Task details:
Please return, word for word, the stretch of the records from their start through the line that contains "[[219, 138]]", and leave the pictures out.

Task material:
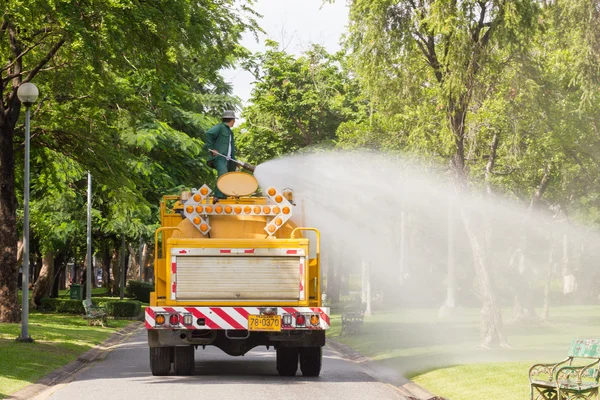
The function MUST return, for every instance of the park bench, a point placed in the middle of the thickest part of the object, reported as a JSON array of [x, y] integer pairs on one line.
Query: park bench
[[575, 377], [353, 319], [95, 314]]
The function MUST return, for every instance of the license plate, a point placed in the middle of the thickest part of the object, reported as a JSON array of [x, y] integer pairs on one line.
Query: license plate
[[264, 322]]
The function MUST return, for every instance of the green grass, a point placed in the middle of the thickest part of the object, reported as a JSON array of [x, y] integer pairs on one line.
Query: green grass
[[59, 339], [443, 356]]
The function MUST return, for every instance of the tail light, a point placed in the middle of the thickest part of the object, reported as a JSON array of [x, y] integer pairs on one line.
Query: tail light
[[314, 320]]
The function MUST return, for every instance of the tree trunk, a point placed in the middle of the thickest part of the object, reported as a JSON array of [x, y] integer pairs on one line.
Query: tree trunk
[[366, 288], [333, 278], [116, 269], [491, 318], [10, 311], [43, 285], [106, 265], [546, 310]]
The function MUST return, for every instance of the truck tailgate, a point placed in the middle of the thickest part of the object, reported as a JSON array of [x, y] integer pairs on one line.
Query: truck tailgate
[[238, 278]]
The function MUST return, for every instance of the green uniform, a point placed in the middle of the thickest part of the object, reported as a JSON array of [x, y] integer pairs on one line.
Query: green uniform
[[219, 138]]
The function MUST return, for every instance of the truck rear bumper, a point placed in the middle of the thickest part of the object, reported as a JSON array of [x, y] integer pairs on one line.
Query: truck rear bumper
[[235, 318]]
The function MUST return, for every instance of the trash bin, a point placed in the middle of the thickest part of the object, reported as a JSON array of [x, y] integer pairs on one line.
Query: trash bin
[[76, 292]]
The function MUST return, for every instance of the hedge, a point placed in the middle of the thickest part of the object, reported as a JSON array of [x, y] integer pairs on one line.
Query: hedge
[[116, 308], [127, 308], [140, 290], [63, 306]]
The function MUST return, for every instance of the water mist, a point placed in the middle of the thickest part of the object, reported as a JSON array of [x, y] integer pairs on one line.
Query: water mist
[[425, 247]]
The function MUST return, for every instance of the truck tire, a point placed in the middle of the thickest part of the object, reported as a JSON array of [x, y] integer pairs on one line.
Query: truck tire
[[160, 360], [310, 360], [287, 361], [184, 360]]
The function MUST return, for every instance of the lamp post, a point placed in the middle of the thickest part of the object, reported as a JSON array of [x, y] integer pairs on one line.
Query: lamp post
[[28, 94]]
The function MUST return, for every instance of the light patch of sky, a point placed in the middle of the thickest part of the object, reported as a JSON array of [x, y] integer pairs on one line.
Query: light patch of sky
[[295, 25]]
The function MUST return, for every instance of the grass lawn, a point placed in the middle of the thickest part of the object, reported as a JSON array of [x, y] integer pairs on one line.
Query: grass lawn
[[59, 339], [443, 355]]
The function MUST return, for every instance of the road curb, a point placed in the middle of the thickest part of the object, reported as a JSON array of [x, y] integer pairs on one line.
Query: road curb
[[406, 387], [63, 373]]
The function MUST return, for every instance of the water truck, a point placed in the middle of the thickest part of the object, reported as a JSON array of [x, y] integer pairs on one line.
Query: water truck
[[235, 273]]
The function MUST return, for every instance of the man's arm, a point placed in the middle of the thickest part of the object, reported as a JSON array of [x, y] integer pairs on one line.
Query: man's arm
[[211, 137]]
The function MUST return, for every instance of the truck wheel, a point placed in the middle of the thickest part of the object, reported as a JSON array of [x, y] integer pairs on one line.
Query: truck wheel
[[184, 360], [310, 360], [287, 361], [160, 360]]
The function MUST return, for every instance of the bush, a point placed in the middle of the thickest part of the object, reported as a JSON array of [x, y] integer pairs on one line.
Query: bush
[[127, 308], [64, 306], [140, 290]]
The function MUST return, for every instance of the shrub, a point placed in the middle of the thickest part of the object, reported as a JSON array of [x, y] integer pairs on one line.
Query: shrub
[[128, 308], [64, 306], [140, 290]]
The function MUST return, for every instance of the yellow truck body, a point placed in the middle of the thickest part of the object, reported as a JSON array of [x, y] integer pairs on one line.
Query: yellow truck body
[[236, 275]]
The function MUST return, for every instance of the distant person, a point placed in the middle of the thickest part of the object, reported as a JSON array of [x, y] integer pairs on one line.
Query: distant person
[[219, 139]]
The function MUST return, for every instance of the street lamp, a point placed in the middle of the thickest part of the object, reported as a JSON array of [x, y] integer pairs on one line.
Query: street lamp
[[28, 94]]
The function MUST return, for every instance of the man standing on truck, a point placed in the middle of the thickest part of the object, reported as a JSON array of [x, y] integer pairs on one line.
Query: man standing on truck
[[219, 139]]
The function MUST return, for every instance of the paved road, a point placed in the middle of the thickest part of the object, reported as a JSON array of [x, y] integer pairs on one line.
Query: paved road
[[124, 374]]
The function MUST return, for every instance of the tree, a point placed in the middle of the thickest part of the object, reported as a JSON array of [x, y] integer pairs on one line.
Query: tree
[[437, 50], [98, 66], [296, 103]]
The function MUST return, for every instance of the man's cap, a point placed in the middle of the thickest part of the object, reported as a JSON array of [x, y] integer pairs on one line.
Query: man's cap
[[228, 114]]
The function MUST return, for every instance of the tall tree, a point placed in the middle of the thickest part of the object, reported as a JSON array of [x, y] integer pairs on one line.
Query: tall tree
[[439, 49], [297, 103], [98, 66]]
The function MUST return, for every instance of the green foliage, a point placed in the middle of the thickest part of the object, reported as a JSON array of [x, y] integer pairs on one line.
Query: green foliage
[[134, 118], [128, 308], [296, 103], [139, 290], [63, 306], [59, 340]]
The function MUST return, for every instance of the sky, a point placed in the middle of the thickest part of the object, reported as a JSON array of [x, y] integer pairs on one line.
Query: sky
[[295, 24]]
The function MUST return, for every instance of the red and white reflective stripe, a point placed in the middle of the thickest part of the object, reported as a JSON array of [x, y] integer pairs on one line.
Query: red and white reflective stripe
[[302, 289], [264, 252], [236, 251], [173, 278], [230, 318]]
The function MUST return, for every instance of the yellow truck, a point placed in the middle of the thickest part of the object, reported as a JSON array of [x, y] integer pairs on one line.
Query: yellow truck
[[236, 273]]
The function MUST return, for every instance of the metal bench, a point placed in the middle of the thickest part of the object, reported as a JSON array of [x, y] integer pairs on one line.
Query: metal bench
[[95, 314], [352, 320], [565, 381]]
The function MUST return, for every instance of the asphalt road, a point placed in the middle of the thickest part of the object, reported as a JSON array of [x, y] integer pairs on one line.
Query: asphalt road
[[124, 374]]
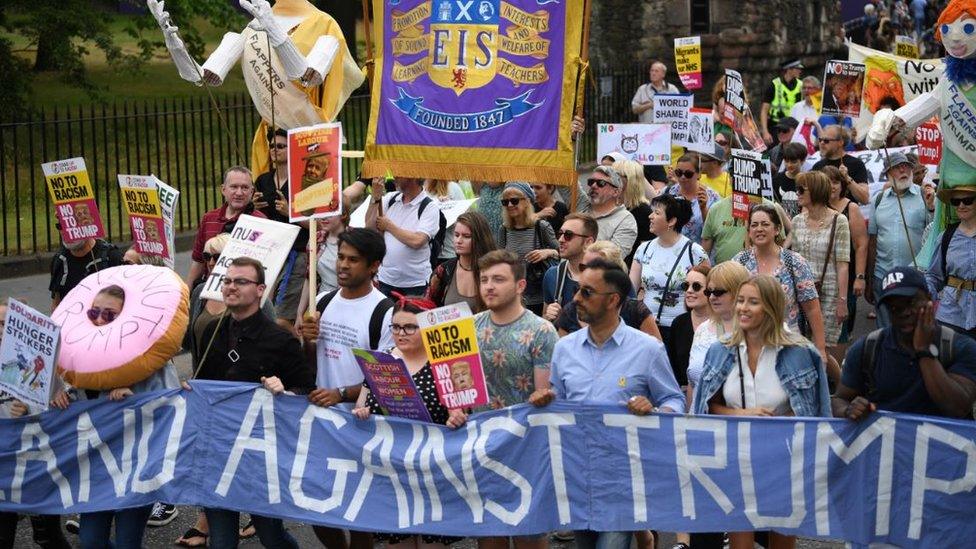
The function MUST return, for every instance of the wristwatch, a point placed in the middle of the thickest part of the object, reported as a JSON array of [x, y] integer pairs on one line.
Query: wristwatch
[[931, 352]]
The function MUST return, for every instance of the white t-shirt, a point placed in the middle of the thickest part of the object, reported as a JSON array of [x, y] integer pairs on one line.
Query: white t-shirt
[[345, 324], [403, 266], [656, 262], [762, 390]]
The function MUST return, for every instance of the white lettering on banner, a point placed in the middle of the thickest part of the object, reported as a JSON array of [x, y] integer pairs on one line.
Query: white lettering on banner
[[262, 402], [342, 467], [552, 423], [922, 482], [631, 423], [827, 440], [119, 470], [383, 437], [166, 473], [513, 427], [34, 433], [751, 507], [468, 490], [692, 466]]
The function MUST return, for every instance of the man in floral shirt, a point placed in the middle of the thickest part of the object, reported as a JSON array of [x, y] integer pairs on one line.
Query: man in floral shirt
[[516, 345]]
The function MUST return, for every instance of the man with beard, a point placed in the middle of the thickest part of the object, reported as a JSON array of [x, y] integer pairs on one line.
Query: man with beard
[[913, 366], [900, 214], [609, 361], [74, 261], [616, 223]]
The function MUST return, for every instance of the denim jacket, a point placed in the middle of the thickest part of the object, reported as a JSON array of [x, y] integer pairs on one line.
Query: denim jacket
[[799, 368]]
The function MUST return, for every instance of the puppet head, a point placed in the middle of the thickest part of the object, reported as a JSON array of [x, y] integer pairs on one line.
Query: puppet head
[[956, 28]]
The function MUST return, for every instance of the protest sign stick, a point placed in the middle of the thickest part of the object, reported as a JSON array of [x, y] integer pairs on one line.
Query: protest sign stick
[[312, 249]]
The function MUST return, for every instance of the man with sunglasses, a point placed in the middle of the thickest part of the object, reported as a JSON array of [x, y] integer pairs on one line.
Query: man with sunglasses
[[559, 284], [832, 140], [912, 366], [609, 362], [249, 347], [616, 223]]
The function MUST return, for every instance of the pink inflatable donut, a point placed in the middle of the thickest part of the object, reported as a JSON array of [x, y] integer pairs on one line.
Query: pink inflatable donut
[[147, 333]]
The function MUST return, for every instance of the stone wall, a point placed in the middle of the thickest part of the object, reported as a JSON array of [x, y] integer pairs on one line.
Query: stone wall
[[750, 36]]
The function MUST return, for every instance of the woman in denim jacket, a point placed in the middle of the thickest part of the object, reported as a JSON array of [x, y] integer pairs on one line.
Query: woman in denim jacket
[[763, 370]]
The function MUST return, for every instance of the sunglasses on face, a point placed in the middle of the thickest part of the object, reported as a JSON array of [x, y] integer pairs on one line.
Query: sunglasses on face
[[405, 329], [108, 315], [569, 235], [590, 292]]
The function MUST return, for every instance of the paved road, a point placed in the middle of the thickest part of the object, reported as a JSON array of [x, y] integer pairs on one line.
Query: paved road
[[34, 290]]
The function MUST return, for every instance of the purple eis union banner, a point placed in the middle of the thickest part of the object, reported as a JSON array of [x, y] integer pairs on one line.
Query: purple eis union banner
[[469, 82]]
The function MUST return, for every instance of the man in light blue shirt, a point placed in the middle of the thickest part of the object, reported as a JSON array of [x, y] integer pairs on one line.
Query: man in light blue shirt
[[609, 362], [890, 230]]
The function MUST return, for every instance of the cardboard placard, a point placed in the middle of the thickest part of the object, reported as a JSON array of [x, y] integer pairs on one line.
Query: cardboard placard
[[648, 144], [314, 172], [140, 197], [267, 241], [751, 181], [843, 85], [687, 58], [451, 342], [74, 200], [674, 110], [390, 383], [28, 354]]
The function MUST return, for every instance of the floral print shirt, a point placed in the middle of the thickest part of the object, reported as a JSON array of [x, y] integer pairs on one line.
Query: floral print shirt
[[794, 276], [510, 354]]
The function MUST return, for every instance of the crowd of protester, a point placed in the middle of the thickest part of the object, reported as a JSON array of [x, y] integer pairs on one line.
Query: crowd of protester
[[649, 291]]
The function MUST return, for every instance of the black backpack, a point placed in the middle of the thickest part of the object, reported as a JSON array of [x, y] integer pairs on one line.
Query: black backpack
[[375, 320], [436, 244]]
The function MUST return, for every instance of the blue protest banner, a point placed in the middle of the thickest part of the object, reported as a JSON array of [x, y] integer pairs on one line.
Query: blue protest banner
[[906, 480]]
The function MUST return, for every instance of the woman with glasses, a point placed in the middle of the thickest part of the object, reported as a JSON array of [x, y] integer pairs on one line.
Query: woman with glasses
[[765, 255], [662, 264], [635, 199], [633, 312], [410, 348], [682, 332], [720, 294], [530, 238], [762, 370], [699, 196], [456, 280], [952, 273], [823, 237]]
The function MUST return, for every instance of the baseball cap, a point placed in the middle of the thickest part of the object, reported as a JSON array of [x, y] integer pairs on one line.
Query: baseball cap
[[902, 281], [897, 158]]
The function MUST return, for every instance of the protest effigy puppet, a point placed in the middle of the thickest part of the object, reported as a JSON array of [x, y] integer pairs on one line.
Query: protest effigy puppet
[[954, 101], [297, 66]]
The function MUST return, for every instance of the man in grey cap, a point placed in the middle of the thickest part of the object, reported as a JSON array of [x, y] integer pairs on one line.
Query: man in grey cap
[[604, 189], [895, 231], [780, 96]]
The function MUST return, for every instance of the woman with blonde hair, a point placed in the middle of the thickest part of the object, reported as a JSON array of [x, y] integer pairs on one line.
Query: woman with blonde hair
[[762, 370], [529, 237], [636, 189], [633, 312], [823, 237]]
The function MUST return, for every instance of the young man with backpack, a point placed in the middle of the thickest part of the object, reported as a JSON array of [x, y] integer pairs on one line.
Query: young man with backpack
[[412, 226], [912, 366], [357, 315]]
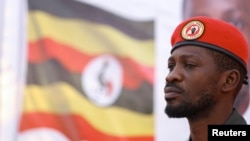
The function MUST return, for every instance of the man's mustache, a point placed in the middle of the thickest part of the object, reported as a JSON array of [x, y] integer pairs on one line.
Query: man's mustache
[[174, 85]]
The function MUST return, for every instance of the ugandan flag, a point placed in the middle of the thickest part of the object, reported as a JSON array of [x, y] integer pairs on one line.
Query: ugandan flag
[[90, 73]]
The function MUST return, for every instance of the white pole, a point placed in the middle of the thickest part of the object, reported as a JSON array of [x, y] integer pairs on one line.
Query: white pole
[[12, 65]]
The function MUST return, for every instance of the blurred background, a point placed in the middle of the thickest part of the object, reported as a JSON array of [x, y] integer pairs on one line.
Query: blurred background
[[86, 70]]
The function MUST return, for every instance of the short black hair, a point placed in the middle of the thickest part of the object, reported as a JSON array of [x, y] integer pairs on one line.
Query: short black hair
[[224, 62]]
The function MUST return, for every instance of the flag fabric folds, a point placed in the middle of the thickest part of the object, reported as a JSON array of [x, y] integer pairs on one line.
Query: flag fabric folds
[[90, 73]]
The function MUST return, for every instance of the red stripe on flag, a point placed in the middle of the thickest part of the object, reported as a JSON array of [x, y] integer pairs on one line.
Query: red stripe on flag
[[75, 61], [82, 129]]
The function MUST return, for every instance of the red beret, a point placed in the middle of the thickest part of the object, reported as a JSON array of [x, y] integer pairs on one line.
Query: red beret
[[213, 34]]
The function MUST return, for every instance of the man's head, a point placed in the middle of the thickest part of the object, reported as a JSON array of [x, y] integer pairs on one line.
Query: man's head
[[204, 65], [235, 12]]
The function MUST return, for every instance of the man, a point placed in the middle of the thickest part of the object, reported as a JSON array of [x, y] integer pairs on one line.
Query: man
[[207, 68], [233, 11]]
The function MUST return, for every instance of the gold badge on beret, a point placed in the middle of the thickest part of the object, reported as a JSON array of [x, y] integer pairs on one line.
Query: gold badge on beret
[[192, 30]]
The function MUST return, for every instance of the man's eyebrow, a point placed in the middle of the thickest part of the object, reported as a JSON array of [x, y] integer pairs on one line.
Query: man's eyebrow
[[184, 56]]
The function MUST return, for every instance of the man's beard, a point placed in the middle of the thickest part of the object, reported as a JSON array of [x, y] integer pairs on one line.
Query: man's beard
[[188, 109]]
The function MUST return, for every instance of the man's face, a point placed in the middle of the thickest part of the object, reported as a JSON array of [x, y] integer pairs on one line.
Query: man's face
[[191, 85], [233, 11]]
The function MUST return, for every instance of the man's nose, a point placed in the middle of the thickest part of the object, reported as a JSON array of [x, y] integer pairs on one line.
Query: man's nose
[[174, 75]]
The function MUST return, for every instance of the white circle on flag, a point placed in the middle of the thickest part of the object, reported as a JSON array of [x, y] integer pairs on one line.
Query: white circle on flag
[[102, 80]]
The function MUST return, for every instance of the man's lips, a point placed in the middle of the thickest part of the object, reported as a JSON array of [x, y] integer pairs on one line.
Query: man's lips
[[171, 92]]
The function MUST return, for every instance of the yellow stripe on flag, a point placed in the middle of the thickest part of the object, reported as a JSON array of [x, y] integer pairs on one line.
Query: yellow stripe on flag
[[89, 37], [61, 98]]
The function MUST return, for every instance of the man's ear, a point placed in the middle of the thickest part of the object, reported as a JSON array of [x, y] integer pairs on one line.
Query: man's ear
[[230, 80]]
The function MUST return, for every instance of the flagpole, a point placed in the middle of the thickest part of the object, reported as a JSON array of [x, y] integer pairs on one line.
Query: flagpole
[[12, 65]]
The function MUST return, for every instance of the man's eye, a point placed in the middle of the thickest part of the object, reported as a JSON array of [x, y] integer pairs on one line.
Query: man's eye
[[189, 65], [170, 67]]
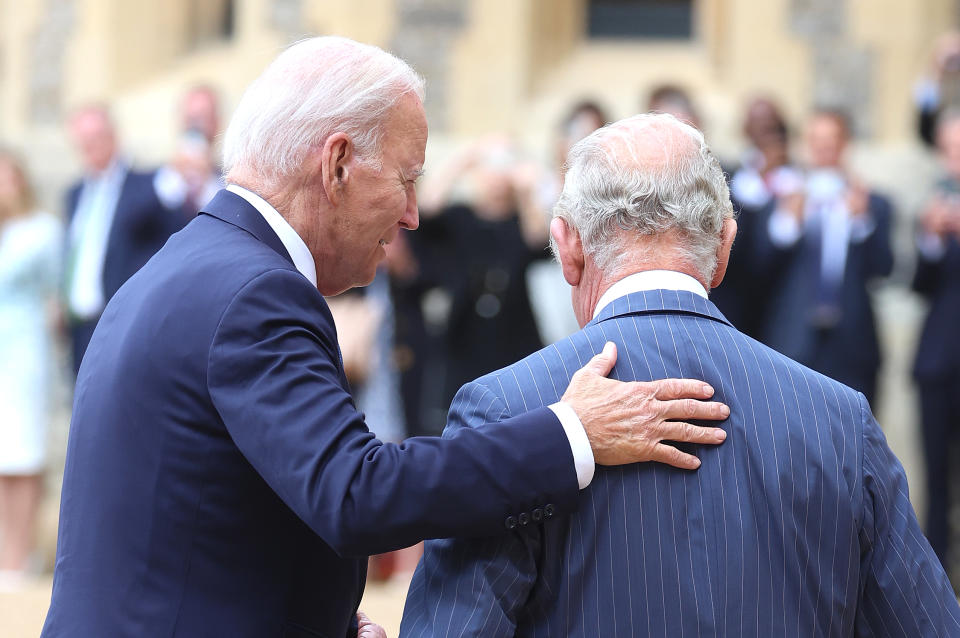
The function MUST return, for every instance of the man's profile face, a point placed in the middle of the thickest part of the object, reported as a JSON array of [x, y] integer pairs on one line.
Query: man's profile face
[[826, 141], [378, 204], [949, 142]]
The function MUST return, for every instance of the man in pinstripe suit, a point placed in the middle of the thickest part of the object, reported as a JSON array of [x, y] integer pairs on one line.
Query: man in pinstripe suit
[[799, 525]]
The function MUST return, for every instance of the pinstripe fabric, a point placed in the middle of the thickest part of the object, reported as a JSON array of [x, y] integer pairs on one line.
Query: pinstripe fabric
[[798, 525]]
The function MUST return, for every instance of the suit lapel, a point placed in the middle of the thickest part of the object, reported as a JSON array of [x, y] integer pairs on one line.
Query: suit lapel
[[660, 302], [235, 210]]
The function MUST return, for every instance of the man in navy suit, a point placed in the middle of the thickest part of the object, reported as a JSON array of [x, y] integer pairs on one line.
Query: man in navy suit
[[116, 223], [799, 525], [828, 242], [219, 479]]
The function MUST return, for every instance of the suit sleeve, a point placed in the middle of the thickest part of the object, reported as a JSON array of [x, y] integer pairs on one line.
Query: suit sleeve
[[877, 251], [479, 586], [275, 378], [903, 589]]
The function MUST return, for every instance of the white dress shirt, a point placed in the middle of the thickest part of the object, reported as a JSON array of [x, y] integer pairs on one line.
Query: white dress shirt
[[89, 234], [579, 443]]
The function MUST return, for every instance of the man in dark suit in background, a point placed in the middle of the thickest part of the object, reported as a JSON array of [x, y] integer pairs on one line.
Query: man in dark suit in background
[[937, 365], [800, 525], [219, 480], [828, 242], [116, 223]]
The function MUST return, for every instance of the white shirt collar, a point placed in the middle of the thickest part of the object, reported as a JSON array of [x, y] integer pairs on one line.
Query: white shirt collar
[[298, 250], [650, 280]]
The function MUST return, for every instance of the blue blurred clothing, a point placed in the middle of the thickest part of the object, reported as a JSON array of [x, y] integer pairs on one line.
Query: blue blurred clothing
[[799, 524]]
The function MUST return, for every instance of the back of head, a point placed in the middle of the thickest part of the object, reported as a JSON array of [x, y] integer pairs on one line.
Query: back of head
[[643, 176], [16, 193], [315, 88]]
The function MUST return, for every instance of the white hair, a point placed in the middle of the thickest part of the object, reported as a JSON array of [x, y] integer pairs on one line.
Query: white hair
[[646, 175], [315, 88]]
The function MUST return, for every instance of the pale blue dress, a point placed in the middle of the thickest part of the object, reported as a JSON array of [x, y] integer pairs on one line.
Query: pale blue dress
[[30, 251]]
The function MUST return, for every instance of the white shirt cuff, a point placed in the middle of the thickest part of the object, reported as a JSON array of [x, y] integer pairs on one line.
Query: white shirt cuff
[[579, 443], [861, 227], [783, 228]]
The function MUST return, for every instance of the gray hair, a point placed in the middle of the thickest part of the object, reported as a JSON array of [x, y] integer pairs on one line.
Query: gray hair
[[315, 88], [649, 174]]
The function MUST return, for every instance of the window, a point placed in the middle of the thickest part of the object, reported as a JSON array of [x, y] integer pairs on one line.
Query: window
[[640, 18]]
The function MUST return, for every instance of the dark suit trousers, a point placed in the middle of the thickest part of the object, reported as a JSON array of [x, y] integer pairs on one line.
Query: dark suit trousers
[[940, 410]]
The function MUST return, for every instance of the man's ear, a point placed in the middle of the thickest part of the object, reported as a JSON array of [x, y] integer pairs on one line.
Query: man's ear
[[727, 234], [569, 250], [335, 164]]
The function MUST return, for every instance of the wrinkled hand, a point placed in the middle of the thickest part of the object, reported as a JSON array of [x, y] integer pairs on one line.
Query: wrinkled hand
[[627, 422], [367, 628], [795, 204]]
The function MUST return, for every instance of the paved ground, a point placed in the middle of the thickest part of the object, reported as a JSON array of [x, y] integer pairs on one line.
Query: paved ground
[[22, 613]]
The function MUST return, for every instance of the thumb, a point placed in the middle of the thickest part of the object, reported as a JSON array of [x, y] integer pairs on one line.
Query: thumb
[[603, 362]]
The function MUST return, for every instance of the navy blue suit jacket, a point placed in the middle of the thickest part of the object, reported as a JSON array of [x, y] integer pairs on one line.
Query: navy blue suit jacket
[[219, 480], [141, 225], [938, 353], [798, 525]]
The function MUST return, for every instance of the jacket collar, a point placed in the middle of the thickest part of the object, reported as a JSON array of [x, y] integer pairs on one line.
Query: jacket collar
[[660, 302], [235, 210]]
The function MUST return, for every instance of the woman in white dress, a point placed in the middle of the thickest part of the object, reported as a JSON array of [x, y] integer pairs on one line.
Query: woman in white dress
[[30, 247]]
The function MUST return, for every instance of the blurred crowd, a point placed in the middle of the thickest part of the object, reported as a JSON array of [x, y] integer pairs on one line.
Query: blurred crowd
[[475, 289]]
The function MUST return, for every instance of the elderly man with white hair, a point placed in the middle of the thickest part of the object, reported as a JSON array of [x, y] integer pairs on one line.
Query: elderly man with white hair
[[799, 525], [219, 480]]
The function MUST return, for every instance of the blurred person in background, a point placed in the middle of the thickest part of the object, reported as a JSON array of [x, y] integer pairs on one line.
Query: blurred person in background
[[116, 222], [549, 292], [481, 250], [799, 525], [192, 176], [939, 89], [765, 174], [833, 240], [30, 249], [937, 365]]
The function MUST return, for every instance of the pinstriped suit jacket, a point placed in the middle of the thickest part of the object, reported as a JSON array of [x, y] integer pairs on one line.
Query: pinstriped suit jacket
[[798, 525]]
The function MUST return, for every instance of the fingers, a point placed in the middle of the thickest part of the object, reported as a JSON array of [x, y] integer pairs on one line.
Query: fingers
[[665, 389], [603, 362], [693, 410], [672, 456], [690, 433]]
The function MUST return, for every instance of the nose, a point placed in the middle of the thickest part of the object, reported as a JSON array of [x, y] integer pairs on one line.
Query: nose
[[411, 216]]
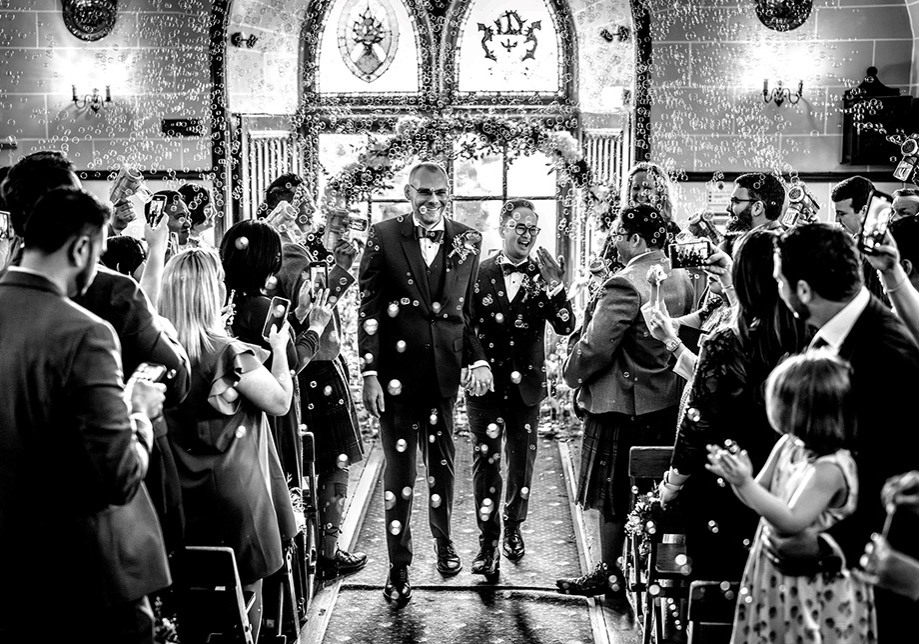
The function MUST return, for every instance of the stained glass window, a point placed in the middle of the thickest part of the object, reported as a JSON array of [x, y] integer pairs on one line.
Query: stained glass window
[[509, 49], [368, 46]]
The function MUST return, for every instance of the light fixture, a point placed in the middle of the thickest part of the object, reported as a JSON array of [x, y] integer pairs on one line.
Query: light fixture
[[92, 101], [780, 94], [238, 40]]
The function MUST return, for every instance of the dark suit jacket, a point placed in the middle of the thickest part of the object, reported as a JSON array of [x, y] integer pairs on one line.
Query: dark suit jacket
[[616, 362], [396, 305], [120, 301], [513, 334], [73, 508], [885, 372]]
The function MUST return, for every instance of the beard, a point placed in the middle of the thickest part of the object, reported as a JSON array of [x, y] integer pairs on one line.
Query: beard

Reply to the task:
The function MUST return, for every instance of the park bench, a point placed in the middle of the thickest part of the object, reported as a JSON array of [x, y] integer pairs on one line.
Query: park bench
[[575, 377], [353, 319], [95, 314]]
The function MUST return, for every instance of the license plate, a point placed in the middle of the thickest part of the object, reported as a JSON array of [x, y] integer pairs on one line.
Query: license plate
[[264, 322]]
The function MUST return, for every instance of the green grass, a point placed in the middle of the thickest part of the object, reported as a JSON array of [x, y] integer pairs on one line.
Query: green grass
[[59, 339], [443, 356]]
The function MUST return, for every instance of the tail light, a point placed in the middle of the thickest part of the object, reported as a JSON array of [x, y] integer pairs on one line.
Query: tail light
[[314, 320]]
The function MUST return, for every instance of the tree trunk, a point placed in the middle of the thickest part of the object, reported as a JSON array of [x, y] integer pairs on one line.
Query: tree trunk
[[366, 288], [333, 278], [116, 269], [491, 318], [10, 311], [43, 285], [106, 265], [546, 310]]
The function MUST return, for every instance of the truck tailgate, a point placed in the middle of the thickest part of the object, reported as a JSON array of [x, y] integer pairs on one line.
Query: truck tailgate
[[238, 278]]
The function MUST return, for every instance of the green uniform, a point placed in the middle of the thickest part of the object, reported as a JSON array of [x, y] integer pairs on one line.
Query: green uniform
[[219, 138]]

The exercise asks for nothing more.